--- BEGIN Data to use ---
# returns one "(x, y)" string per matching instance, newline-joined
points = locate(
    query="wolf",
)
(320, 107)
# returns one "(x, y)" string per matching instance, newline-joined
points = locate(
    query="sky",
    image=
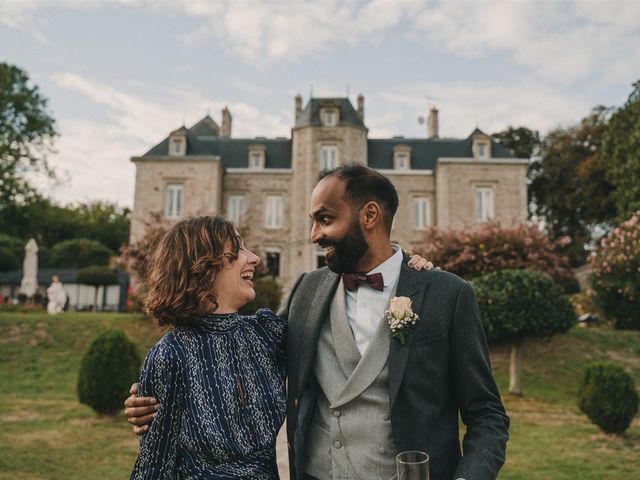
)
(121, 74)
--- END Data to use ---
Task objective -
Please extract every line of the records above, copying each one verbatim but leaving out the pictures.

Complete output -
# returns one "(x, y)" string per matching instance, newline-joined
points = locate(
    query="wolf",
)
(320, 107)
# returns one "(x, y)" string per matching instance, newline-joined
points = locate(
    query="sky",
    image=
)
(121, 74)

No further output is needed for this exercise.